Provided text =>
# Sushi



## Hare's Ear

What is the concensus on eating raw salmon or steelhead directly from Lake Michigan? I love sushi! A friend told me that there is a parasite found in freshwater salmon that is not present in saltwater salmon.


----------



## chuckinduck

My consensus is, sushi is great when its professionally prepared by chefs from sushi grade fish. I've never been brave enough to risk getting sick over eating my own salmon. I've also heard there are parasites in freshwater salmon, personally, I'd never chance it.


----------



## wally-eye

With the presence of VHS and who know's what else I wouldn't even think about it..............


----------



## Fishndude

I also love Sushi and Sashimi (just the fish), and have done this. BUT then I read that freshwater fish should not be consumed raw, due to potential parasitic infestation. I don't do this any longer. But I do keep Great Lakes Steelhead and Salmon for the table. I just cook them or smoke them.


----------



## King Crawler

Your friend is right, there can be several parasites in freshwater fish. ONLY eat sushi from fish taken in saltwater. As long as it is a saltwater fish, there is no need for professional preparation. 

Back in Maryland we always kept a bit of soy sauce and wasabi on the boat. The first yellowfin tuna to hit the deck had a nice bit of sashimi taken out of it flank. Take a bite and pass it on! It was still warm, and fantastic!


----------



## pikedevil

Yup saltwater fish only. Saltwater fish you really only need to worry about bacteria contaminating the fish after they are caught and prepared, namely vibrio, aeromonas, and a whole host of others that will most likely give you a nasty case of gastroenteritis (aka dont leave the bathroom). With Freshwater fish there can be parasites found in the water and in the fishes flesh that can cause problems as well as bacteria contaminating the meat. Fish Tapeworm isn't real common in salmonids but is something you can get from eating raw fish (its common in pike and ciscos, amongst others). I don't particualarly like the thought of a 40 ft worm inside my bowels. There are other parasites potentially passed to humans as well. Giardia, cryptosporidium, and entamaeba species could possibly contaminate the meat via the water. I prefer my fish fried.

Required action A =>
List the username of every poster in the sushi thread, in the order they appear.
Required action B =>
From the sushi thread, quote the stretch from "My consensus is, sushi" through "never chance it.".

Supplied entries =>
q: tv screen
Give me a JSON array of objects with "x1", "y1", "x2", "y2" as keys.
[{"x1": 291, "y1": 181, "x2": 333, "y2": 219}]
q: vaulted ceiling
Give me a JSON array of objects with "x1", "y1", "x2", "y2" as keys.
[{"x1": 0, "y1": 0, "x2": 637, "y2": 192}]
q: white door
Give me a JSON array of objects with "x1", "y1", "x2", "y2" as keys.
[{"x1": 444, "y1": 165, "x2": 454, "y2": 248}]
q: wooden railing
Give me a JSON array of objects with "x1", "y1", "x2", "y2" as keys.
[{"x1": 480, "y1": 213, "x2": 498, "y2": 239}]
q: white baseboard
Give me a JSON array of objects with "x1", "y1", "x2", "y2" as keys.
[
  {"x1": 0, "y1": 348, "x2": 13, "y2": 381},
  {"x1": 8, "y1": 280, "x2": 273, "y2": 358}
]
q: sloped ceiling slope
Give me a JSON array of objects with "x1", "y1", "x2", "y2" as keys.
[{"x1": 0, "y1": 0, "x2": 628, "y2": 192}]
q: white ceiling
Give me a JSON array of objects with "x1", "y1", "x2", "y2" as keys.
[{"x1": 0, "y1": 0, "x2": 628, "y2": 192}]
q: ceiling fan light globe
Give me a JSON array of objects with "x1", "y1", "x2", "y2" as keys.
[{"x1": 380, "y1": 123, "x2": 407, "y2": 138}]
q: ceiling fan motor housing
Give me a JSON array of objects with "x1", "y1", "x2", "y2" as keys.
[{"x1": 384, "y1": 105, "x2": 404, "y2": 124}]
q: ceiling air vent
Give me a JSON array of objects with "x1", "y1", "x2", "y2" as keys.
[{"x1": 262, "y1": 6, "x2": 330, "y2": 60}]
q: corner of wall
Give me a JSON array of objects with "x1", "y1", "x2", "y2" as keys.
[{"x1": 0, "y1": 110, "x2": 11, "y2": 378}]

Task result A =>
Hare's Ear
chuckinduck
wally-eye
Fishndude
King Crawler
pikedevil

Task result B =>
My consensus is, sushi is great when its professionally prepared by chefs from sushi grade fish. I've never been brave enough to risk getting sick over eating my own salmon. I've also heard there are parasites in freshwater salmon, personally, I'd never chance it.